Write out every entry below verbatim, leaving out the pictures.

.....

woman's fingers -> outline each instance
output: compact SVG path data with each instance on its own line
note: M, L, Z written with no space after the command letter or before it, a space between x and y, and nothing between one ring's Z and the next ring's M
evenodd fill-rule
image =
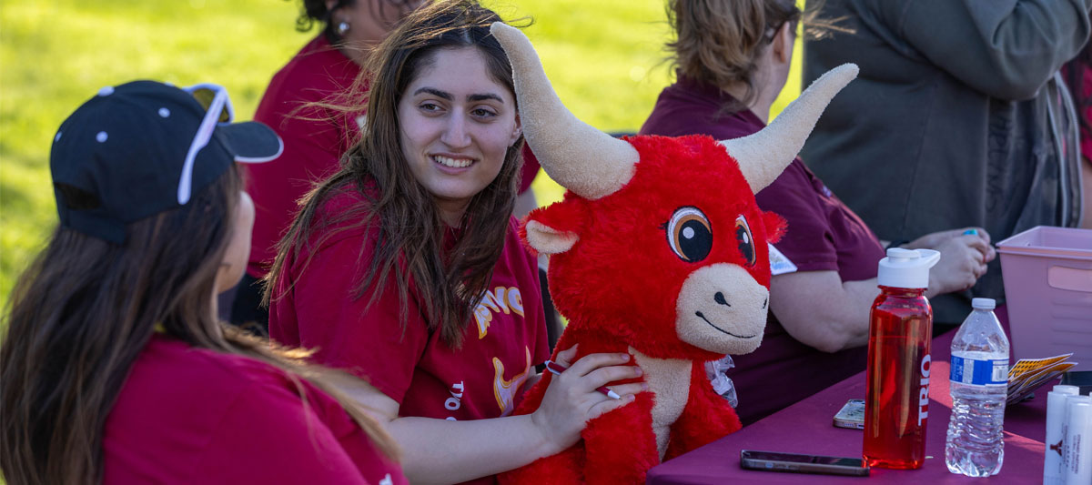
M594 390L618 380L637 379L641 374L638 366L600 367L585 376L583 388Z
M572 359L577 358L577 345L580 344L572 344L571 347L558 352L557 357L554 358L554 362L560 364L563 367L571 366Z
M649 385L645 382L630 382L625 385L610 386L612 391L616 394L625 398L627 395L637 394L638 392L644 392L649 390Z
M566 370L566 372L572 372L578 377L584 377L600 367L616 366L628 362L629 354L587 354L580 357L579 360L569 366L569 370Z

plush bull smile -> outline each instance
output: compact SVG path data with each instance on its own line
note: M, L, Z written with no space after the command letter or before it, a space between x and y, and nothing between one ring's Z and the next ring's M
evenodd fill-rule
M755 334L755 335L736 335L735 333L732 333L732 332L729 332L727 330L724 330L724 329L722 329L720 327L714 326L713 322L709 321L709 319L705 318L704 315L701 315L701 311L695 311L693 315L697 315L698 318L700 318L702 320L705 320L705 323L709 323L710 327L712 327L712 328L721 331L722 333L727 333L728 335L735 336L736 339L753 339L753 338L758 336L757 334Z

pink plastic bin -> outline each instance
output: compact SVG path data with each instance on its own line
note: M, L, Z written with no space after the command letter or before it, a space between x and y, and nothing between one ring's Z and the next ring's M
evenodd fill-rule
M1092 230L1038 226L997 244L1013 362L1073 353L1092 370Z

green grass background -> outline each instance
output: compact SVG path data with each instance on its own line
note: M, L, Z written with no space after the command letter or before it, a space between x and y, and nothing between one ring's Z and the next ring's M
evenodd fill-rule
M562 102L602 130L636 131L673 81L664 0L485 3L534 19L525 32ZM49 145L68 114L102 86L154 79L222 84L250 119L273 73L314 35L295 31L297 14L287 0L3 0L0 305L57 224ZM799 92L798 69L790 79L775 113ZM544 175L533 188L541 203L561 197Z

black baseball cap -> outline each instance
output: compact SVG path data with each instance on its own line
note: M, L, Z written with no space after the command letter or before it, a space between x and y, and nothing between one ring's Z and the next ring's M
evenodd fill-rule
M49 169L61 225L121 244L127 224L186 205L234 163L281 155L272 129L233 118L227 91L215 84L103 87L54 137Z

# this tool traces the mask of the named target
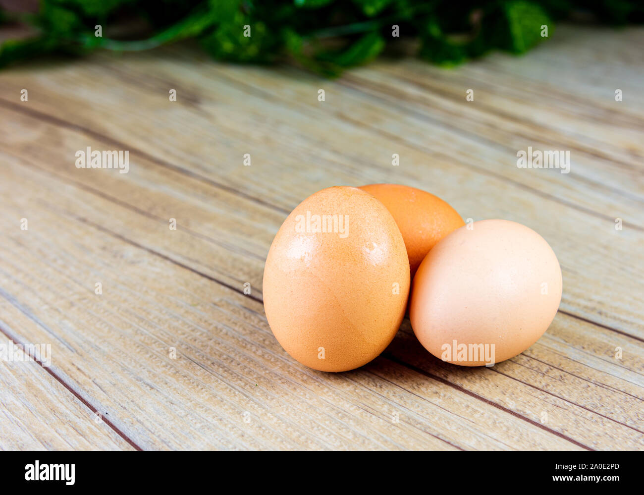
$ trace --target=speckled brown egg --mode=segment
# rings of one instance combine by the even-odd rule
[[[437,358],[491,365],[536,342],[561,296],[561,269],[545,240],[515,222],[484,220],[454,231],[423,260],[410,320]]]
[[[437,196],[399,184],[371,184],[360,189],[389,210],[402,234],[412,277],[434,245],[465,224],[460,215]]]
[[[300,203],[275,236],[264,269],[264,309],[292,357],[344,371],[387,347],[409,288],[407,252],[391,213],[357,188],[329,188]]]

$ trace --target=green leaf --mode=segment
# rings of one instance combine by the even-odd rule
[[[319,8],[328,5],[334,0],[293,0],[293,5],[303,8]]]
[[[249,28],[251,35],[246,36]],[[241,12],[236,12],[232,19],[220,23],[209,34],[202,36],[200,41],[215,58],[234,62],[272,61],[279,48],[279,37],[263,22]]]
[[[505,48],[515,53],[527,52],[544,39],[542,26],[547,26],[549,30],[553,28],[550,19],[536,3],[515,0],[505,3],[504,10],[510,36],[509,46]]]
[[[354,0],[354,3],[359,6],[366,15],[372,17],[382,12],[392,1],[393,0]]]
[[[341,52],[320,53],[318,59],[332,62],[341,67],[366,63],[375,59],[384,48],[384,39],[375,32],[367,33]]]

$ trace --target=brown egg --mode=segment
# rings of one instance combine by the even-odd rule
[[[434,244],[465,224],[451,206],[420,189],[399,184],[372,184],[360,189],[375,196],[393,217],[407,247],[412,278]]]
[[[404,242],[386,208],[357,188],[329,188],[300,203],[275,236],[264,269],[264,309],[295,359],[345,371],[392,341],[409,287]]]
[[[506,220],[461,227],[416,272],[410,320],[421,344],[444,361],[491,365],[520,354],[559,307],[562,273],[543,237]]]

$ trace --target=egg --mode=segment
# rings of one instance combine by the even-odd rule
[[[357,188],[319,191],[279,228],[264,269],[270,329],[300,363],[359,367],[391,342],[404,315],[409,260],[391,213]]]
[[[404,239],[412,277],[430,249],[465,224],[451,206],[420,189],[398,184],[372,184],[360,189],[375,197],[393,217]]]
[[[559,262],[543,237],[515,222],[484,220],[454,231],[423,260],[410,320],[436,357],[491,365],[536,342],[561,296]]]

.....

**ANSWER:**
woman's fingers -> outline each instance
output: compact SVG path data with each instance on its own line
note: M, L, Z written with no space after the command letter or before it, a space between x and y, and nothing between one ring's Z and the next ring's M
evenodd fill-rule
image =
M594 390L618 380L637 379L641 374L638 366L600 367L585 376L583 388Z
M572 359L577 358L577 345L580 344L572 344L571 347L558 352L557 357L554 358L554 362L560 364L563 367L571 366Z
M649 385L645 382L630 382L625 385L610 386L612 391L616 394L625 398L627 395L637 394L638 392L644 392L649 390Z
M566 370L566 372L572 372L578 377L584 377L600 367L616 366L628 362L629 354L587 354L580 357L579 360L569 366L569 370Z

plush bull smile -> outline each instance
output: compact SVG path data with each instance on its own line
note: M, L, Z written with no space after the command letter or before it, a space between x and y, and nothing between one ring's Z and the next ring's M
evenodd fill-rule
M755 334L755 335L736 335L735 333L732 333L732 332L729 332L727 330L724 330L724 329L722 329L720 327L714 326L713 322L709 321L709 319L705 318L704 315L701 315L701 311L695 311L693 315L697 315L698 318L700 318L702 320L705 320L705 323L709 323L710 327L712 327L712 328L721 331L722 333L727 333L728 335L735 336L736 339L753 339L753 338L758 336L757 334Z

pink plastic bin -> outline each instance
output: compact SVG path data with each instance on its own line
note: M, L, Z written with no space after the command letter or before it, a space between x and y, and nothing between one ring's Z and the next ring's M
evenodd fill-rule
M1092 230L1038 226L997 244L1013 362L1073 353L1092 370Z

green grass background -> outline each instance
output: compact SVG path data with each instance on its own line
note: M, L, Z written with no space after the command letter or before it, a space between x and y, and nothing between one ring's Z and the next ring's M
evenodd fill-rule
M562 102L602 130L636 131L673 81L664 0L485 3L534 19L525 32ZM49 145L68 114L102 86L154 79L222 84L250 119L273 73L314 35L295 31L297 14L287 0L3 0L0 305L57 224ZM799 92L798 69L790 79L775 113ZM544 175L533 188L541 203L561 197Z

black baseball cap -> outline each instance
output: compact SVG path data with each instance on its own line
note: M, L, Z written with no space after the command letter or before it, a space between x and y, and nothing between one ring's Z and the next ring's M
evenodd fill-rule
M49 169L61 225L121 244L127 224L186 205L234 163L281 155L272 129L233 118L227 91L215 84L103 87L54 137Z

# this tool traces the mask of the named target
$ trace --target=speckled brown egg --mode=segment
# rings of one instance combine by the even-odd rule
[[[437,358],[491,365],[536,342],[561,296],[561,269],[545,240],[515,222],[484,220],[454,231],[423,260],[410,320]]]
[[[437,196],[399,184],[371,184],[360,189],[389,210],[402,234],[412,277],[434,245],[465,224],[460,215]]]
[[[300,203],[275,236],[264,269],[264,309],[292,357],[344,371],[387,347],[409,288],[407,252],[391,213],[357,188],[329,188]]]

$ trace --target=green leaf --mode=segment
# rings of one instance combine by the even-odd rule
[[[319,8],[328,5],[334,0],[293,0],[293,5],[303,8]]]
[[[249,28],[251,35],[246,36]],[[241,12],[236,12],[232,19],[220,23],[209,34],[202,36],[200,41],[215,58],[234,62],[272,61],[279,48],[279,37],[263,22]]]
[[[505,48],[515,53],[527,52],[544,39],[542,26],[547,26],[549,30],[553,28],[550,19],[536,3],[515,0],[505,3],[504,10],[510,36],[509,46]]]
[[[354,0],[354,3],[359,6],[366,15],[372,17],[382,12],[392,1],[393,0]]]
[[[341,52],[320,53],[318,59],[332,62],[341,67],[366,63],[375,59],[384,48],[384,39],[375,32],[367,33]]]

$ trace --target=brown egg --mode=segment
# rings of one instance combine by the even-odd rule
[[[434,244],[465,224],[451,206],[420,189],[399,184],[372,184],[360,189],[375,196],[393,217],[407,247],[412,278]]]
[[[404,242],[386,208],[357,188],[329,188],[300,203],[275,236],[264,269],[264,309],[295,359],[345,371],[392,341],[409,287]]]
[[[506,220],[461,227],[416,272],[410,320],[421,344],[444,361],[491,365],[520,354],[559,307],[562,273],[543,237]]]

$ trace --target=egg --mode=segment
# rings of one instance combine by the even-odd rule
[[[357,188],[319,191],[279,228],[264,269],[270,329],[300,363],[359,367],[391,342],[404,315],[409,260],[391,213]]]
[[[404,239],[412,277],[430,249],[465,224],[451,206],[420,189],[398,184],[372,184],[360,189],[375,197],[393,217]]]
[[[559,262],[543,237],[515,222],[484,220],[454,231],[423,260],[410,320],[436,357],[491,365],[536,342],[561,296]]]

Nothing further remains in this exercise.